Records for the exercise:
=-=-=
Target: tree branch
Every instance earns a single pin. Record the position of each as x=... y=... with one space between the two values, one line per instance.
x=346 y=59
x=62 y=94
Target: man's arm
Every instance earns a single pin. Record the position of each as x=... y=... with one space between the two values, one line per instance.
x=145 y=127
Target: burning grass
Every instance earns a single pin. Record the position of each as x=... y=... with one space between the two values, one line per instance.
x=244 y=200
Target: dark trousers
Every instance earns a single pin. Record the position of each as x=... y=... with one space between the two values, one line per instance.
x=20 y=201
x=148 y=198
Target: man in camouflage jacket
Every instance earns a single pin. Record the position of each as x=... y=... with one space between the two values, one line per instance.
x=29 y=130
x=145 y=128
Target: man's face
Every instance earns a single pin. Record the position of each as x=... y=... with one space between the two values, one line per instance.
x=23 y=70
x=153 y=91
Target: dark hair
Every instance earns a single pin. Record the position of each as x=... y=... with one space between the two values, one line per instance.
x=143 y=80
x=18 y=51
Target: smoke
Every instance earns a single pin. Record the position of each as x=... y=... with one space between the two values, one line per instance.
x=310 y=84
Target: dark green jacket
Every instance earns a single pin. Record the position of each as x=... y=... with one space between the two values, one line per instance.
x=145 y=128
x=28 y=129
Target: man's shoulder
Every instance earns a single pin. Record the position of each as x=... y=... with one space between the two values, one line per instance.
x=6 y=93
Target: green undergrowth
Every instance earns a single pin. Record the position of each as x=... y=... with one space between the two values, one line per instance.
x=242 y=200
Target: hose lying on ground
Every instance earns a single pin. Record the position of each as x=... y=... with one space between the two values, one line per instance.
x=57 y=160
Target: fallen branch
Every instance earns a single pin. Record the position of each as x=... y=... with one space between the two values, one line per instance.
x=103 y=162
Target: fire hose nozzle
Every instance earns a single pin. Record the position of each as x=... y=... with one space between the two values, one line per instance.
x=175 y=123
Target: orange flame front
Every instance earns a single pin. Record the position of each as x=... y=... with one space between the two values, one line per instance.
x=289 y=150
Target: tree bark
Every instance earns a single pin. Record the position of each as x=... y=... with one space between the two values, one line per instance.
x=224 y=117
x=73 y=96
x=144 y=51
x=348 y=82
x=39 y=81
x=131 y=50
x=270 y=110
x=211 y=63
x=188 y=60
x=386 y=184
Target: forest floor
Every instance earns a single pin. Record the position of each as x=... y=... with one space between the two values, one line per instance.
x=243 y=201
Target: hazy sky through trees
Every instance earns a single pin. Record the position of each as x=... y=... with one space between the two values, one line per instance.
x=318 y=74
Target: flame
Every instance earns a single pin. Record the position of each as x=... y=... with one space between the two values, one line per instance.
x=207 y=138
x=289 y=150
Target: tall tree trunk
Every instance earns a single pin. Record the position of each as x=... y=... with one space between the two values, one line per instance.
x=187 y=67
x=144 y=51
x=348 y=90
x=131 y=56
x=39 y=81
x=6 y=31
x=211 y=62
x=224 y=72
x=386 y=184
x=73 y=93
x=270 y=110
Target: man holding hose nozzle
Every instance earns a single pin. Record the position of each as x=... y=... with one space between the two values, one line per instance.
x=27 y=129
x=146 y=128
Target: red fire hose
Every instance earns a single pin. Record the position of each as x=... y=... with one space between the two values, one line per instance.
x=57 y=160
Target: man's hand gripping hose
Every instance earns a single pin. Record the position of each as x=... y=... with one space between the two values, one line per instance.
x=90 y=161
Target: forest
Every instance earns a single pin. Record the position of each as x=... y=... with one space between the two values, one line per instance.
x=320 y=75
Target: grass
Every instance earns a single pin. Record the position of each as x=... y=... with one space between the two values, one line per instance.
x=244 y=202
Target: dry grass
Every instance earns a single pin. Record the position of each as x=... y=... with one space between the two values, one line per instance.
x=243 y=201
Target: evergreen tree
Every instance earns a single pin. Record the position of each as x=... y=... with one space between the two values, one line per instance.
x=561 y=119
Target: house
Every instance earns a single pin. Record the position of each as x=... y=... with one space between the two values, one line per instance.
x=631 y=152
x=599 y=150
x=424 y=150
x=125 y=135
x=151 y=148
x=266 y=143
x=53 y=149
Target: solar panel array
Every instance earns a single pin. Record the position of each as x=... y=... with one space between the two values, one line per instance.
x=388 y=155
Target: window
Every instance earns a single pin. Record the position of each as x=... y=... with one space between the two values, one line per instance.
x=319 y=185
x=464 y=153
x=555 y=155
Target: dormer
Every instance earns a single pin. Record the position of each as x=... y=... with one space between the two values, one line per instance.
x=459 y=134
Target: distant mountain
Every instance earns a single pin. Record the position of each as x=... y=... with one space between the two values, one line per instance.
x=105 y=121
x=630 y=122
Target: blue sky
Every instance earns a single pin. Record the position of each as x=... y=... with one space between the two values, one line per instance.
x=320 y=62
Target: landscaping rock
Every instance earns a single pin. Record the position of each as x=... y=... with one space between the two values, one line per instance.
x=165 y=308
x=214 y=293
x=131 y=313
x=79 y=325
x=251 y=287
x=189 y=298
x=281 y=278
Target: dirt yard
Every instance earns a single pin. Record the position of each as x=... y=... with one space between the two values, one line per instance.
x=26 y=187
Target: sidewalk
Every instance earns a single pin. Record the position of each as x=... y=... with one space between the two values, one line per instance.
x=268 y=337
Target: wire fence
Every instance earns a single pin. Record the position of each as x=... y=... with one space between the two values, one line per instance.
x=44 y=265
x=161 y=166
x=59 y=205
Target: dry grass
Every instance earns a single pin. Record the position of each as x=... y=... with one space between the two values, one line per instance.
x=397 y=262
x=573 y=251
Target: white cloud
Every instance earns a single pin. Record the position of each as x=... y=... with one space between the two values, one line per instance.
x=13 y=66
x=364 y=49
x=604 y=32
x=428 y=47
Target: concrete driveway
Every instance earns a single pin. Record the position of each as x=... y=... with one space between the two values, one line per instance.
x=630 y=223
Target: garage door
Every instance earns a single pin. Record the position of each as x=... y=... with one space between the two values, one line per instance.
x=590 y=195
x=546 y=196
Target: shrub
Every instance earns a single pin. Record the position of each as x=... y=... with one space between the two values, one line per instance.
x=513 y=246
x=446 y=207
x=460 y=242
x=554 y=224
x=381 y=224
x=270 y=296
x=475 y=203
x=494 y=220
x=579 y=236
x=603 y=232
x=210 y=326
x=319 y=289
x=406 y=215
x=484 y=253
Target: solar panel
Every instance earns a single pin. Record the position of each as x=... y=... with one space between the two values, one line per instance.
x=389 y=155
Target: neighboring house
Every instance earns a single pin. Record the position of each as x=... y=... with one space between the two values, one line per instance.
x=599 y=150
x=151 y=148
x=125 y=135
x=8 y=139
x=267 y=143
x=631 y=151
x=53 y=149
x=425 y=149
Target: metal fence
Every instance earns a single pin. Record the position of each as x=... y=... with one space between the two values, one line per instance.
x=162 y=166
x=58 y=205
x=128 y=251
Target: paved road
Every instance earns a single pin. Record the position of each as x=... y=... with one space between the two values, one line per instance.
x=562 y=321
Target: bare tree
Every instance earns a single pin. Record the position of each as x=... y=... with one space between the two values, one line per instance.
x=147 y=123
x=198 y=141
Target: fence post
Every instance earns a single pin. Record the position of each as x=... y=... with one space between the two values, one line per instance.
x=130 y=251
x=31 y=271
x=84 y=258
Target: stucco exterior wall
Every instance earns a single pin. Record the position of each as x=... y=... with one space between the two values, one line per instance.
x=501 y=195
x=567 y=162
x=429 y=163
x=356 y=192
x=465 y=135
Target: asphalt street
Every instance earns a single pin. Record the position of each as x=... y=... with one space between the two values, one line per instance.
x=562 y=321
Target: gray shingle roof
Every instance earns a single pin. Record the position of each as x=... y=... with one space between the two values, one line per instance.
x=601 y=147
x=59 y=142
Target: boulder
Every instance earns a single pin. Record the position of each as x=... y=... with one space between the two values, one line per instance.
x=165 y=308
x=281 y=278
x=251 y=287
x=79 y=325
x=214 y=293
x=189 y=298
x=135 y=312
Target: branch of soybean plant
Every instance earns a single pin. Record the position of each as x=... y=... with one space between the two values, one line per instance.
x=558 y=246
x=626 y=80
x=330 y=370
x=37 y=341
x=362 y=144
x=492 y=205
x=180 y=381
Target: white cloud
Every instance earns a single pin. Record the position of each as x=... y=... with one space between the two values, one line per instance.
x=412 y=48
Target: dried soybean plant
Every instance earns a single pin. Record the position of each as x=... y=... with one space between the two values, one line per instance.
=-=-=
Task description: Work out how many lines of the entries hold the word "plant", and write only that figure.

Solved exercise: 2